===== MATERIAL FOR THIS TASK

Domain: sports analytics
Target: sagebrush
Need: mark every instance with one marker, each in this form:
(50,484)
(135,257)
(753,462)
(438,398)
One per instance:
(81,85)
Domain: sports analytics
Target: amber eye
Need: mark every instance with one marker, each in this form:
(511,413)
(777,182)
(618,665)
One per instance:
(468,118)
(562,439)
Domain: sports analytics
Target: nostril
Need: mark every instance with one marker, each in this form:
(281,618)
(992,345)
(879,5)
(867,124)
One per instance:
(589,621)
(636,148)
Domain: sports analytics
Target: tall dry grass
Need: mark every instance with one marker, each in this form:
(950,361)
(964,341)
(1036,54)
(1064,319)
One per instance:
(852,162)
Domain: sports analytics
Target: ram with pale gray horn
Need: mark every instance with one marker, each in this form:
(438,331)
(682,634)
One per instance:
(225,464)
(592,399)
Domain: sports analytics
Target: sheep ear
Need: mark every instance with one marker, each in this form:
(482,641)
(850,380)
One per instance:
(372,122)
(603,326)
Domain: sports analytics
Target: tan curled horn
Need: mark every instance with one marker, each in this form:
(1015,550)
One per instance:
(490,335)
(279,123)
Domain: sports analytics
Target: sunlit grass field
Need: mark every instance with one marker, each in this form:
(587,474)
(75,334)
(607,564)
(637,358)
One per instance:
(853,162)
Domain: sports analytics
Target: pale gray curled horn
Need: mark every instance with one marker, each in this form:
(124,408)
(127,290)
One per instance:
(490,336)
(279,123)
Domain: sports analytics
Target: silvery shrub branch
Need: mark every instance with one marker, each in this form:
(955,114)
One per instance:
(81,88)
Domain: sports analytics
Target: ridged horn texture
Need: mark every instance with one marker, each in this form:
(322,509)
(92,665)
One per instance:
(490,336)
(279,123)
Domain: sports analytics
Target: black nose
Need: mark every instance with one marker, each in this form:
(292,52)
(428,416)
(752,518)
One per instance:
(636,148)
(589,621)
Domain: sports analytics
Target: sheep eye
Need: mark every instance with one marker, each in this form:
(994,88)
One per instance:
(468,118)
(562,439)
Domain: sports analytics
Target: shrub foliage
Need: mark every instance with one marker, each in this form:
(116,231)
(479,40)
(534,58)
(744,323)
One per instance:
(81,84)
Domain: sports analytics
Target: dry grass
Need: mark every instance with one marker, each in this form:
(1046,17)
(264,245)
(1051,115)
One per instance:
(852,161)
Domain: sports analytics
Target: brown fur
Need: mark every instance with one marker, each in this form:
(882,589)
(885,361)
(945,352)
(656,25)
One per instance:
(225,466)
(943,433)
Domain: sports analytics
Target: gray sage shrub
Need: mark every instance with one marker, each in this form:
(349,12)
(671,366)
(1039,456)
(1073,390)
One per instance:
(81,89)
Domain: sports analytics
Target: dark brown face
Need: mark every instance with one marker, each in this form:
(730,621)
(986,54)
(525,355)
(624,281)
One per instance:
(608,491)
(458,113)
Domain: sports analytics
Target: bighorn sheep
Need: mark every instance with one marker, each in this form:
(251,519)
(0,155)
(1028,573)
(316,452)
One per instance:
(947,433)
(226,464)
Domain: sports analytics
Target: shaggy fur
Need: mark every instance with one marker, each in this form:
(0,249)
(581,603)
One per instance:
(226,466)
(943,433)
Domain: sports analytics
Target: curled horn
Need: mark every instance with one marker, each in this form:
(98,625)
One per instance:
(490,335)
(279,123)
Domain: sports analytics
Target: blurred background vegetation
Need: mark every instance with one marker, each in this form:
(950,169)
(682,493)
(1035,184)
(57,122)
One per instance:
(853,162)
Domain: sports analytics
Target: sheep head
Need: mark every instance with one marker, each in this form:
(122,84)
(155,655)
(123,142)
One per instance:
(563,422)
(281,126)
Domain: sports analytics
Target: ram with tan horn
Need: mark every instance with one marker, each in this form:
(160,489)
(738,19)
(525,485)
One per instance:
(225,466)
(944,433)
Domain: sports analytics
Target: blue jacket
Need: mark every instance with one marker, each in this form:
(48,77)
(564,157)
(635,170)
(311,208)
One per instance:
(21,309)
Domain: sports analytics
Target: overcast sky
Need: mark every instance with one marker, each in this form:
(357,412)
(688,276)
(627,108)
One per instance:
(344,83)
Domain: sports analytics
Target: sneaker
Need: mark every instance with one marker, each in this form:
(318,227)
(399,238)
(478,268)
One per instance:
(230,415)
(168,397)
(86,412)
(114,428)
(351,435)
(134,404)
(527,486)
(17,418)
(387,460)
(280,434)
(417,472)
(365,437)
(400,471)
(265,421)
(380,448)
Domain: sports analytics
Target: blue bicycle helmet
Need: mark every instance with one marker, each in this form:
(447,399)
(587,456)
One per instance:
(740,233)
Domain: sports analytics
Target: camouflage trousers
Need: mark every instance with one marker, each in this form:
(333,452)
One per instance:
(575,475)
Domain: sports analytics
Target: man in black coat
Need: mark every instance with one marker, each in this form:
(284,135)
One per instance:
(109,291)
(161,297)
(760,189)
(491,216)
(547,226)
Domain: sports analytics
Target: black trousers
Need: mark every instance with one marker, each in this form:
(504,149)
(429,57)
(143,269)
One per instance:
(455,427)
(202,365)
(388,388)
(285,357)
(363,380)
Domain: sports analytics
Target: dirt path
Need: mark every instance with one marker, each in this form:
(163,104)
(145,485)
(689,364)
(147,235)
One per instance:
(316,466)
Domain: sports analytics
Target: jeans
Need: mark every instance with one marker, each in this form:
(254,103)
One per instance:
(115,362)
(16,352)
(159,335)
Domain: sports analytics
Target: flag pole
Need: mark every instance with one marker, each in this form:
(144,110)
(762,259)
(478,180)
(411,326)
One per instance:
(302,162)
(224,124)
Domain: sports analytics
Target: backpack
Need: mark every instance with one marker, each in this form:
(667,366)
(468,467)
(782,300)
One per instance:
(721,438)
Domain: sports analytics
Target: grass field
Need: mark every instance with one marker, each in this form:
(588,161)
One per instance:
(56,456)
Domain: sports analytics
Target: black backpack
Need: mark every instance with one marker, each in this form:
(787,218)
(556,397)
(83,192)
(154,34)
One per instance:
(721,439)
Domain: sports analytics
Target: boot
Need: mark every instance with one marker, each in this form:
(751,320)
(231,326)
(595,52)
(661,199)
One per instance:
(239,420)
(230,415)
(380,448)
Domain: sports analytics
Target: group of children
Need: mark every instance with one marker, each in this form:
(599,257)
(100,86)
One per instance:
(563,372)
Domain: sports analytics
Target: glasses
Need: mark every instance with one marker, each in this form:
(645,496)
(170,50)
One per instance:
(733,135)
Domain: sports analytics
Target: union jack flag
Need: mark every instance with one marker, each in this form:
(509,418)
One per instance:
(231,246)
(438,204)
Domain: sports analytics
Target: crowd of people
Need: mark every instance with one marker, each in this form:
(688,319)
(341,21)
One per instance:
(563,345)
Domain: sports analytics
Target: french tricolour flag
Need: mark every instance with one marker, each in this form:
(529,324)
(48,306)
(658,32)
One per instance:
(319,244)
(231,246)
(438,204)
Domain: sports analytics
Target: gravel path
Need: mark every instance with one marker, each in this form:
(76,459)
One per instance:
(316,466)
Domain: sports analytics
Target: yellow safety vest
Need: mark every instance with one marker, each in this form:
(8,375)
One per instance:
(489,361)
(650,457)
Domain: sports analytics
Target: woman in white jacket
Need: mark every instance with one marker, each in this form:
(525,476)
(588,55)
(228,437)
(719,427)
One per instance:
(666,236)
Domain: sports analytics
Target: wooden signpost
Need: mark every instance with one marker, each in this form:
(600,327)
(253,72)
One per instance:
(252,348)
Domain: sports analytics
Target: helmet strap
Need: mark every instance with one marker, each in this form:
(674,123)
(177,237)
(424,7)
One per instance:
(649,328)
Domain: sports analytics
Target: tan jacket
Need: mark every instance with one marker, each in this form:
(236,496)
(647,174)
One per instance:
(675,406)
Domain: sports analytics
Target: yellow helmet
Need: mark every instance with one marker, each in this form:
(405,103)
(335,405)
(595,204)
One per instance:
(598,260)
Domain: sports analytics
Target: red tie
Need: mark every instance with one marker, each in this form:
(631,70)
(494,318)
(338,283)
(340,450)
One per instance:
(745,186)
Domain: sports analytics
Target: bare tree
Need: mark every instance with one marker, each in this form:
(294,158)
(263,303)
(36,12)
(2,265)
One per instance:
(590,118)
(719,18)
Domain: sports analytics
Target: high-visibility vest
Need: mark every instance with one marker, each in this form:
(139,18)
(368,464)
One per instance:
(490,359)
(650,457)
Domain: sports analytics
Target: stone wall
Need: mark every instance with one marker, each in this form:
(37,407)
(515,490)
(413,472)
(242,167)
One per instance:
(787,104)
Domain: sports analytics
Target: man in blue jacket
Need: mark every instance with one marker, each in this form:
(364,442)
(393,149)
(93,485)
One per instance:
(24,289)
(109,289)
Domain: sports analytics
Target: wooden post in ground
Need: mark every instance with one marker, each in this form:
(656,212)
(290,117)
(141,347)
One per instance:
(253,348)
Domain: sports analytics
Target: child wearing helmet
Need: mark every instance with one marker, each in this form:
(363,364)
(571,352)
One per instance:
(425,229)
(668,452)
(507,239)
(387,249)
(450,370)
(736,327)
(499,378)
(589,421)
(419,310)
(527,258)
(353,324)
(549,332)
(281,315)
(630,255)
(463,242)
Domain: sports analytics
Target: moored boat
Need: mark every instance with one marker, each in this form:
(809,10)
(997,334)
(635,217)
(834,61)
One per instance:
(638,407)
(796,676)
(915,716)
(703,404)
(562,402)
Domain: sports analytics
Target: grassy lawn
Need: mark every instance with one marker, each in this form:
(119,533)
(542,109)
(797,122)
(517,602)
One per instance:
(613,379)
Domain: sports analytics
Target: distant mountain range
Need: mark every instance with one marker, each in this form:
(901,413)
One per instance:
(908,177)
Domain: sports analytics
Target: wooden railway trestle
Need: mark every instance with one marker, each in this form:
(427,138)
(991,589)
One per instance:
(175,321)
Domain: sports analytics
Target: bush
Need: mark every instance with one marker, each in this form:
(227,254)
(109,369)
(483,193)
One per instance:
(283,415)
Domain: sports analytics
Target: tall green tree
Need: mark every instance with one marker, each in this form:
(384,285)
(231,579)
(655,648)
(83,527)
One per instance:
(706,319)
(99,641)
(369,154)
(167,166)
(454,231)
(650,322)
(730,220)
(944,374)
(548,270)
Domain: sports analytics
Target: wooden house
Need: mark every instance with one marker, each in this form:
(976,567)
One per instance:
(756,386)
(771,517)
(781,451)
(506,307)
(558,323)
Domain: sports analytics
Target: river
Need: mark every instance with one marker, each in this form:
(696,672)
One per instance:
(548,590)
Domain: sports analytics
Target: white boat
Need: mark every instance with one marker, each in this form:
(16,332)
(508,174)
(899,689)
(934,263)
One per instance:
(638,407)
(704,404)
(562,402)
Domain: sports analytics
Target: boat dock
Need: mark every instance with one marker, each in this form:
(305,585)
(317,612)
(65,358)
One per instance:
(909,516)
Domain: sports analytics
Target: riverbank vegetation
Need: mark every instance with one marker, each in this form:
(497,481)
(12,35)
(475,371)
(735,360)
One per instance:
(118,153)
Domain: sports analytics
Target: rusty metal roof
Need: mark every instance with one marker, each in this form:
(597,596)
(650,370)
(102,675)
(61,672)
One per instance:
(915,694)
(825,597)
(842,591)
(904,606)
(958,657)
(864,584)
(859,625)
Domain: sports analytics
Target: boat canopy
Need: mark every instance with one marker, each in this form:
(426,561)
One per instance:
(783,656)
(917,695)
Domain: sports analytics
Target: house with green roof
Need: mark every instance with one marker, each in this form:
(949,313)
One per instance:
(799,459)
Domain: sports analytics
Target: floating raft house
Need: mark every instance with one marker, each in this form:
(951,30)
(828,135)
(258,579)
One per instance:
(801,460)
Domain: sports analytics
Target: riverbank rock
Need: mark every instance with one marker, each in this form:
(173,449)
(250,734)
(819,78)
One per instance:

==========

How many lines in the records hold the string "field"? Answer with only that number.

**ANSWER TO THE EXERCISE**
2